**How to complete this task:** Could you reproduce the records below word for word, leaving out the pictures?

── Data to examine ──

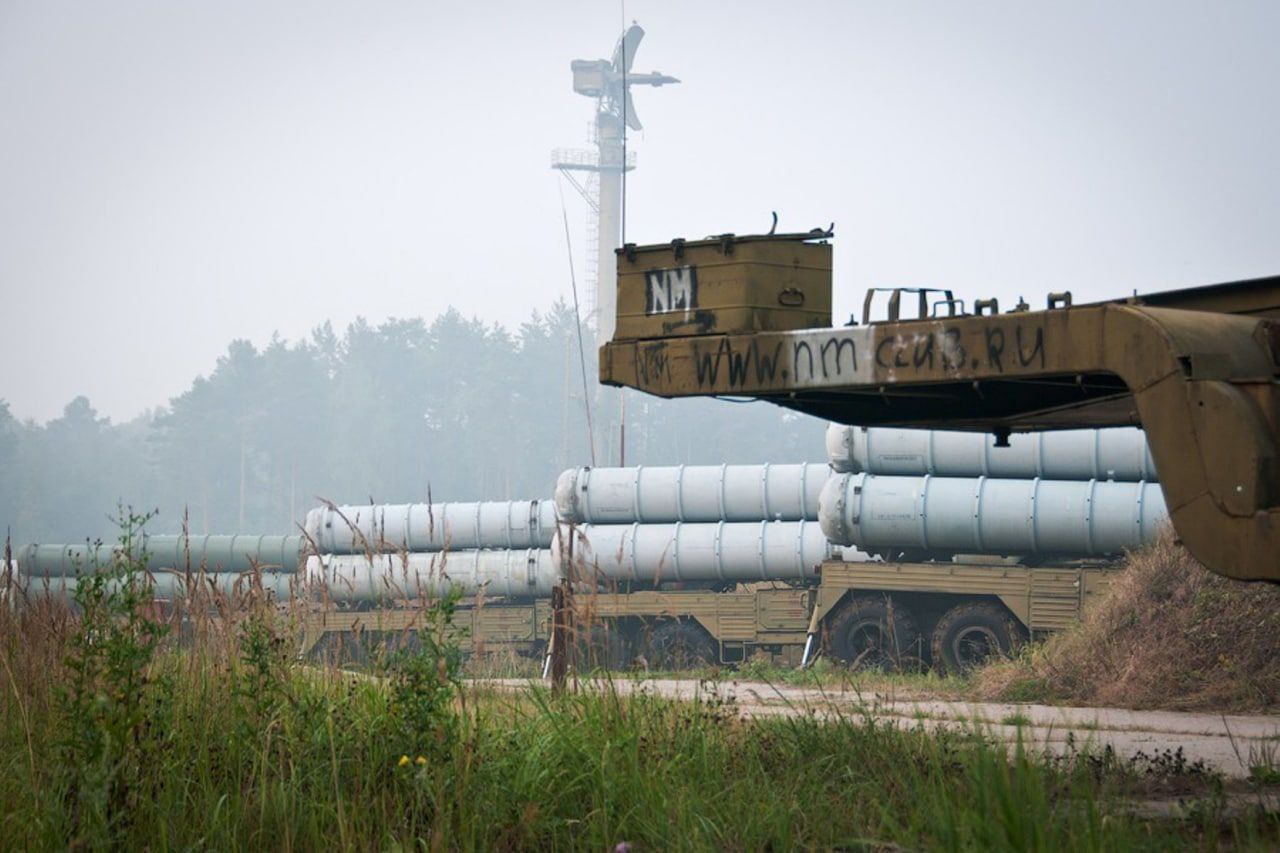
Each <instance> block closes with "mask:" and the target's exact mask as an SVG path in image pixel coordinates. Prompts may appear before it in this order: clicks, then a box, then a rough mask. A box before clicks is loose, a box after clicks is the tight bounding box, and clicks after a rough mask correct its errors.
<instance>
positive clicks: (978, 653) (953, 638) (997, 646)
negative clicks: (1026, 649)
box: [932, 602, 1025, 674]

───

**Result for this task:**
Each <instance> block closes with "mask:" and the target's exact mask as an SVG path in image pixel coordinates. Prompts may appear before it in this order: clicks, then a box, then a rough mask. A box before clicks is loose, a box after clicks is the tight bounding box, and clicks after a rough mask correct its errors.
<instance>
positive clicks: (978, 653) (953, 638) (997, 646)
negative clicks: (1026, 649)
box: [932, 602, 1025, 674]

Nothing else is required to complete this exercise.